- [Task brief]: Reproduce the lines from the very first one up to and including the line with "[336,2,690,401]".

══ Data for this exercise ══

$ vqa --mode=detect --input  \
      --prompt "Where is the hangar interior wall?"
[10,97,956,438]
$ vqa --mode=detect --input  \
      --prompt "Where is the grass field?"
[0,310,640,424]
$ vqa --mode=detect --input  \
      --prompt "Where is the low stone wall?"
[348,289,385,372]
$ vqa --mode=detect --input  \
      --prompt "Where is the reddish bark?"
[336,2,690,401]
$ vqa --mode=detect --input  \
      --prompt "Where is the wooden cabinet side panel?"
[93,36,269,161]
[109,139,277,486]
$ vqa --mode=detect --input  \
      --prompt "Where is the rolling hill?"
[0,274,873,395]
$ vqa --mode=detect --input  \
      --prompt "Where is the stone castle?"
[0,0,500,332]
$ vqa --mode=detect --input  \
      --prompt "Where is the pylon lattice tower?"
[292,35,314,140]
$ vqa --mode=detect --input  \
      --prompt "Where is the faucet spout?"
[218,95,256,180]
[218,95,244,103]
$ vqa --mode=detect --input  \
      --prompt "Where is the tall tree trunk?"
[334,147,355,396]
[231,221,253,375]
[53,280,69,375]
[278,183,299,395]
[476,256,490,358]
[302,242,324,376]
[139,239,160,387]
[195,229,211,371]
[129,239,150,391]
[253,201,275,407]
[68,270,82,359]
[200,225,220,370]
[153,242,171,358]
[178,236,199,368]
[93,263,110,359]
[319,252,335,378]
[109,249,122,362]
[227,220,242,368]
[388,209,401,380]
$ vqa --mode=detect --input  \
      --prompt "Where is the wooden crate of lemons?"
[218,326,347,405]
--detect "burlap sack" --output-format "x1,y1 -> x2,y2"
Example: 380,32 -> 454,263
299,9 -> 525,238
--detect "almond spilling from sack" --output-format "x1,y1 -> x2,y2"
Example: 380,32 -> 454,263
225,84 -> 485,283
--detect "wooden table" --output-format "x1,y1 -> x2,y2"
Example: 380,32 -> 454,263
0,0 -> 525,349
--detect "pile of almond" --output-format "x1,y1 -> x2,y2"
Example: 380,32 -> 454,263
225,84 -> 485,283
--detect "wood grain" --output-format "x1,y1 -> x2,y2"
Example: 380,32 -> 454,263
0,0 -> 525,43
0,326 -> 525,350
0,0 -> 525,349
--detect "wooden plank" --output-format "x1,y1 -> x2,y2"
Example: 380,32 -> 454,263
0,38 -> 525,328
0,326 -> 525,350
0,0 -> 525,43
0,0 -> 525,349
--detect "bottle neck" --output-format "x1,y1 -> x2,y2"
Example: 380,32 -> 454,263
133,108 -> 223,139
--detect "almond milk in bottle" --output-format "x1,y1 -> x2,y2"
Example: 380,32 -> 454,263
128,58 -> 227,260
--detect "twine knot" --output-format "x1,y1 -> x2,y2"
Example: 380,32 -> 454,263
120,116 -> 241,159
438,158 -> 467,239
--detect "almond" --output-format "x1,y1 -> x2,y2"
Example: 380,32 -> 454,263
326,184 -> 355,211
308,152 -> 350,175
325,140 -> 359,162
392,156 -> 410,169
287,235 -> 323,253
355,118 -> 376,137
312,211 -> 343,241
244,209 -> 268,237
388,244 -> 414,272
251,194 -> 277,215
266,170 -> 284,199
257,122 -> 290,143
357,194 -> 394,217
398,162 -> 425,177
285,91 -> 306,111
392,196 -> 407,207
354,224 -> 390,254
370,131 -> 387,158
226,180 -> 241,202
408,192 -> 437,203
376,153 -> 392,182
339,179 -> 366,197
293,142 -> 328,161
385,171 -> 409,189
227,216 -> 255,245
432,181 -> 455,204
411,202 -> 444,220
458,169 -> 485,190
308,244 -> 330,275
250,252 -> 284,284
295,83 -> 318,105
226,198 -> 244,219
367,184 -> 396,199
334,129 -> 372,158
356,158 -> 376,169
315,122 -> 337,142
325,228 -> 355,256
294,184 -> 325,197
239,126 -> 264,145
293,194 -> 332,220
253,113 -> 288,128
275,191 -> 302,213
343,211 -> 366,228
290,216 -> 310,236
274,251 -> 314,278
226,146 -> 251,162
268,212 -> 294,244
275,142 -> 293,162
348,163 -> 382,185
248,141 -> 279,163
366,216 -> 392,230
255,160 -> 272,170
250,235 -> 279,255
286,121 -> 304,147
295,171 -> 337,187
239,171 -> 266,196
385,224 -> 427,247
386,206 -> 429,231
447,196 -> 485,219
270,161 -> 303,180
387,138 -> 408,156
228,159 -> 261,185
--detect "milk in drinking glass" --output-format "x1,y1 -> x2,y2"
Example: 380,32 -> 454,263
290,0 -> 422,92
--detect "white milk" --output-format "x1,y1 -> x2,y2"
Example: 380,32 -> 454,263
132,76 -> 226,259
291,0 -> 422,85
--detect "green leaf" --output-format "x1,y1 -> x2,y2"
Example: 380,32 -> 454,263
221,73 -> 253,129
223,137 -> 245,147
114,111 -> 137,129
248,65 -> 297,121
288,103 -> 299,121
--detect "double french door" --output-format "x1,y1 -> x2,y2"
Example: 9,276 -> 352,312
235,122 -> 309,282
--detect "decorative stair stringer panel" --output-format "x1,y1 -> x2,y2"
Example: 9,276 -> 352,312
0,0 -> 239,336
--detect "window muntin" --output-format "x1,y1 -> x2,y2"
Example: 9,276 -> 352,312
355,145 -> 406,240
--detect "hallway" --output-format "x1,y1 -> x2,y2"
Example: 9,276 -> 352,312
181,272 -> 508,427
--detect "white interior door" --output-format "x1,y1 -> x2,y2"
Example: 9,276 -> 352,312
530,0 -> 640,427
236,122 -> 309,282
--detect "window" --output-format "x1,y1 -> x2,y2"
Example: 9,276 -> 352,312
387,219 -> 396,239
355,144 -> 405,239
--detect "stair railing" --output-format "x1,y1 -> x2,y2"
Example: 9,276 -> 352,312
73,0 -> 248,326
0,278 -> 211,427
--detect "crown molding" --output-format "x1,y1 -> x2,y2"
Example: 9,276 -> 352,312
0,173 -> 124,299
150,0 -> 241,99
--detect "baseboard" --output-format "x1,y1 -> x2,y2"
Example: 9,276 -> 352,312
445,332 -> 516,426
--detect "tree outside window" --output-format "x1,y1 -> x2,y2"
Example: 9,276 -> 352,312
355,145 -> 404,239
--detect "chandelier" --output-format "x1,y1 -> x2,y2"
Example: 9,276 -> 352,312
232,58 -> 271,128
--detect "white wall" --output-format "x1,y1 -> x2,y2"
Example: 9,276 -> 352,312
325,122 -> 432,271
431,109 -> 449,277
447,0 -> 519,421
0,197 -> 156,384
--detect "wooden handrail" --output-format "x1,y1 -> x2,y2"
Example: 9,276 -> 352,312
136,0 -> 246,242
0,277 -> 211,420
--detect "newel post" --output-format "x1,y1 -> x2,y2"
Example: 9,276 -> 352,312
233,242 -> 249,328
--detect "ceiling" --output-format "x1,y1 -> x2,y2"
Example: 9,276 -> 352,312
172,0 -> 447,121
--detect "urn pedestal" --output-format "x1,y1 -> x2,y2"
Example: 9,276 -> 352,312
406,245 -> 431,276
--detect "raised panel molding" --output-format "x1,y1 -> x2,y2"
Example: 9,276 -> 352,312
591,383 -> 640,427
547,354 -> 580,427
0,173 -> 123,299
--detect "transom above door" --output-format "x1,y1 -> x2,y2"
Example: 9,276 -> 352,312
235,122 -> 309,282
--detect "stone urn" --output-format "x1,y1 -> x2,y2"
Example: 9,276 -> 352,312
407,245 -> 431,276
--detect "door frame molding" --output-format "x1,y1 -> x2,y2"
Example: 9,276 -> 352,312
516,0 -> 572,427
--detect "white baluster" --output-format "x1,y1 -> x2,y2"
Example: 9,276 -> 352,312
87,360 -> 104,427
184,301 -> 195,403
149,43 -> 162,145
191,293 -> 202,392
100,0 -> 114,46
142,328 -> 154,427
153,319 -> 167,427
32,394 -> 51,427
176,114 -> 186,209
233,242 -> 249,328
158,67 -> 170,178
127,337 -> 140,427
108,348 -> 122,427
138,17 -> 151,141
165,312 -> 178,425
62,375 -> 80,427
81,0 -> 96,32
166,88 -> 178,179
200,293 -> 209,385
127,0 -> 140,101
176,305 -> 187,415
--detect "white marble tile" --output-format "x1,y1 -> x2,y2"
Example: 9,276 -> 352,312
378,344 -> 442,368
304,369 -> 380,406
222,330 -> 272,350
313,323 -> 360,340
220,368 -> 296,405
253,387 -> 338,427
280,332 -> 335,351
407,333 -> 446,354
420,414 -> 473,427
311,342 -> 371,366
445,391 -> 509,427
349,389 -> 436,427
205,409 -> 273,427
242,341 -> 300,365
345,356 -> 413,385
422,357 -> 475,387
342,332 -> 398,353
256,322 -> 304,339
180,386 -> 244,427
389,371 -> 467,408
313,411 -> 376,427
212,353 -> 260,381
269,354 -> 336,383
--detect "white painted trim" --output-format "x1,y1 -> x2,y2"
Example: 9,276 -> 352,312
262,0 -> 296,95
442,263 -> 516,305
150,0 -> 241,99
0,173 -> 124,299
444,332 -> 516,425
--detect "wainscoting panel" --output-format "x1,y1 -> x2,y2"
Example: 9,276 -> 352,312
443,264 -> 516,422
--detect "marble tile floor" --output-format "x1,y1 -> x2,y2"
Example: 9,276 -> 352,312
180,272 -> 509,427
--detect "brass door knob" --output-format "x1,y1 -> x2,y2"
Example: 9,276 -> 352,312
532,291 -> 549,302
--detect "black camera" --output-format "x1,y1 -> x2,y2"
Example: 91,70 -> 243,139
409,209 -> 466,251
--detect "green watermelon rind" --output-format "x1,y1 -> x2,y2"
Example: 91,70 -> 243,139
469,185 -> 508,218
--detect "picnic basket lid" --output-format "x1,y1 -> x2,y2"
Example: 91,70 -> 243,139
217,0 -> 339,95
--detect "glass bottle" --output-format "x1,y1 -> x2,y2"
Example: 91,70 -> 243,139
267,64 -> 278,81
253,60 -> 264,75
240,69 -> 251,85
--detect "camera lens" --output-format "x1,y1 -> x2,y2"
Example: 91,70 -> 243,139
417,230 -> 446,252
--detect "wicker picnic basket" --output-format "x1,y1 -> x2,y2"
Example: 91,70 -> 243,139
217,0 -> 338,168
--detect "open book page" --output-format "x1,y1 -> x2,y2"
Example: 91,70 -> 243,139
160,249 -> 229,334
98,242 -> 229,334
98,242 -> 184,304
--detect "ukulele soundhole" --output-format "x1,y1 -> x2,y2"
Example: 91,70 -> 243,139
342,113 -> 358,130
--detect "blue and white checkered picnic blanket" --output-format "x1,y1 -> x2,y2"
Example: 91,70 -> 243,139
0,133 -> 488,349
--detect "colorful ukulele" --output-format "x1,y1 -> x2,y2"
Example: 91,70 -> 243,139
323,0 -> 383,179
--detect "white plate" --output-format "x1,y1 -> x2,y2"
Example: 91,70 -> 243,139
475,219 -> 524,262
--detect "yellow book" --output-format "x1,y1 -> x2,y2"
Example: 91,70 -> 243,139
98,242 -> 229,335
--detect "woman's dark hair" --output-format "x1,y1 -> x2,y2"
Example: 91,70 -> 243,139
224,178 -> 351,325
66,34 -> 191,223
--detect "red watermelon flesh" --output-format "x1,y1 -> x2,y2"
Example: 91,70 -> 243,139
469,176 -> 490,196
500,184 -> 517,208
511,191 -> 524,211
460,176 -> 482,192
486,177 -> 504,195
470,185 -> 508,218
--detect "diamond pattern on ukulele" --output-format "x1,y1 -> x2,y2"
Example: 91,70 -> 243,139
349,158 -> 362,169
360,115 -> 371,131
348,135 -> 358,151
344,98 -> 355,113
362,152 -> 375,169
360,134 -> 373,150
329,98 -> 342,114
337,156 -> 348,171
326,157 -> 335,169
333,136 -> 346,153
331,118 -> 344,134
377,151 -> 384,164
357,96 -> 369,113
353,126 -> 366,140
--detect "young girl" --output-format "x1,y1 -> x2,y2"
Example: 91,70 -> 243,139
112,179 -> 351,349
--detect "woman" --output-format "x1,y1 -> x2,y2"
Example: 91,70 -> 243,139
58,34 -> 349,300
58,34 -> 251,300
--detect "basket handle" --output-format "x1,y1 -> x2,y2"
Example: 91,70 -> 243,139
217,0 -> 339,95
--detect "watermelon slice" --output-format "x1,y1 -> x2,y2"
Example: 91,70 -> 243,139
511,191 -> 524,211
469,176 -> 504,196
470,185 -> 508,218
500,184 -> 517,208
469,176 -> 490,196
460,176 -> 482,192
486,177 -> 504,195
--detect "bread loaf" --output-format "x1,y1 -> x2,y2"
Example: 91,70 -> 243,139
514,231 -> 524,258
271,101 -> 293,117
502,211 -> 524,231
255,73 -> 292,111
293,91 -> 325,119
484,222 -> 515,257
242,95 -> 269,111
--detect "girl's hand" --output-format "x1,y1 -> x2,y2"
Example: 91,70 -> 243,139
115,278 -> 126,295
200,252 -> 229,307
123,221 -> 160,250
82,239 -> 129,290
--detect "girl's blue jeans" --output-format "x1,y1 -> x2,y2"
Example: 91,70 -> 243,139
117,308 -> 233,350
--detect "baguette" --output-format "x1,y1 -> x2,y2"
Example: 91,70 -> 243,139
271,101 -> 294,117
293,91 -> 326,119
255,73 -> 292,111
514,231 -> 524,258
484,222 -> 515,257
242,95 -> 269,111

═══

- [Result for this task]:
$ vqa --mode=detect --input  \
      --prompt "Where is the hangar interior wall?"
[10,97,956,438]
$ vqa --mode=detect --input  \
      --prompt "Where is the grass field?"
[0,310,640,424]
$ vqa --mode=detect --input  \
      --prompt "Where is the low stone wall?"
[348,289,385,372]
$ vqa --mode=detect --input  \
      --prompt "Where is the reddish bark?"
[336,2,690,401]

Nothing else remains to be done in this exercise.